++++ Recorded information

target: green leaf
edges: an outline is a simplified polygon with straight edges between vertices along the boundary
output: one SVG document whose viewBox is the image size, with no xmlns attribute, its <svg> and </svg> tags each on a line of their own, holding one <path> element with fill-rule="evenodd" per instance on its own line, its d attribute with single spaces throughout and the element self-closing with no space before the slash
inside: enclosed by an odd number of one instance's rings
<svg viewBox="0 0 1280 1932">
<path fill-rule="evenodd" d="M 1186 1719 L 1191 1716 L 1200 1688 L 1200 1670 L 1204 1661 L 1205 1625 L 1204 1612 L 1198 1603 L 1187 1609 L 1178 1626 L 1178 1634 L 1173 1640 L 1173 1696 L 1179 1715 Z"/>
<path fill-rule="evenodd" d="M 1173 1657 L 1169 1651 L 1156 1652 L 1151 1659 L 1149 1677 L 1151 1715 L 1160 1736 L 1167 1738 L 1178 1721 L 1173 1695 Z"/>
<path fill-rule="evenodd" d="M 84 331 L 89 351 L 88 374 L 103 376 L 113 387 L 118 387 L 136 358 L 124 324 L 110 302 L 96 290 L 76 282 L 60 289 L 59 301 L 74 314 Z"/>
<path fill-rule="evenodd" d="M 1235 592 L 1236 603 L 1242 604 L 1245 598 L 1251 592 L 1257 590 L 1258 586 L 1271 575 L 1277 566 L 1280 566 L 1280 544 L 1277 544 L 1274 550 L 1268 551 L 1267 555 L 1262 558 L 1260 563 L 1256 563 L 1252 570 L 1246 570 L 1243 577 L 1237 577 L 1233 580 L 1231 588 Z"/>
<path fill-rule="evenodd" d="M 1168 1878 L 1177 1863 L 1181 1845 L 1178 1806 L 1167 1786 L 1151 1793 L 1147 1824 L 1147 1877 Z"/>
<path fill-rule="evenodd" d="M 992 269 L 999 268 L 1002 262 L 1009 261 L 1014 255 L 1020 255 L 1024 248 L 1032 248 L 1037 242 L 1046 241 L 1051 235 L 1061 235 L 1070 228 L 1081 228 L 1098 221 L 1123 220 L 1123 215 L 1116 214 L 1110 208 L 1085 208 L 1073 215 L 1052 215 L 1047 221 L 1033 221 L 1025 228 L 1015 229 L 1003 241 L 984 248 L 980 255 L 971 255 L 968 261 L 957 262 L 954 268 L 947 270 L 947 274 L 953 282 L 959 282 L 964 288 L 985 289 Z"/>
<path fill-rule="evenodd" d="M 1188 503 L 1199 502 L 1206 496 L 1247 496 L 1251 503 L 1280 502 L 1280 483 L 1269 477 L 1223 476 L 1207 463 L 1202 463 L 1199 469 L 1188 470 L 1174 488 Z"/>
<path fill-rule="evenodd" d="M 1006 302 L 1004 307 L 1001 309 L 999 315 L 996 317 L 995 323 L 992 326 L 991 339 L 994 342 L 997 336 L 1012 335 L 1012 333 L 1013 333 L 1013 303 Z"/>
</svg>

++++++++

What you output must be the lines from the opening of the material above up to and including the line with "output: one SVG", reproduced exactly.

target: green leaf
edges: an outline is a simplified polygon with straight edges between vertices along the boundary
output: one SVG document whose viewBox is the image size, with no xmlns attribute, its <svg> and </svg> tags each on a line of their own, holding one <path> element with fill-rule="evenodd" per instance on its own line, its d attribute with single spaces throughout and the element self-closing with no space before the slash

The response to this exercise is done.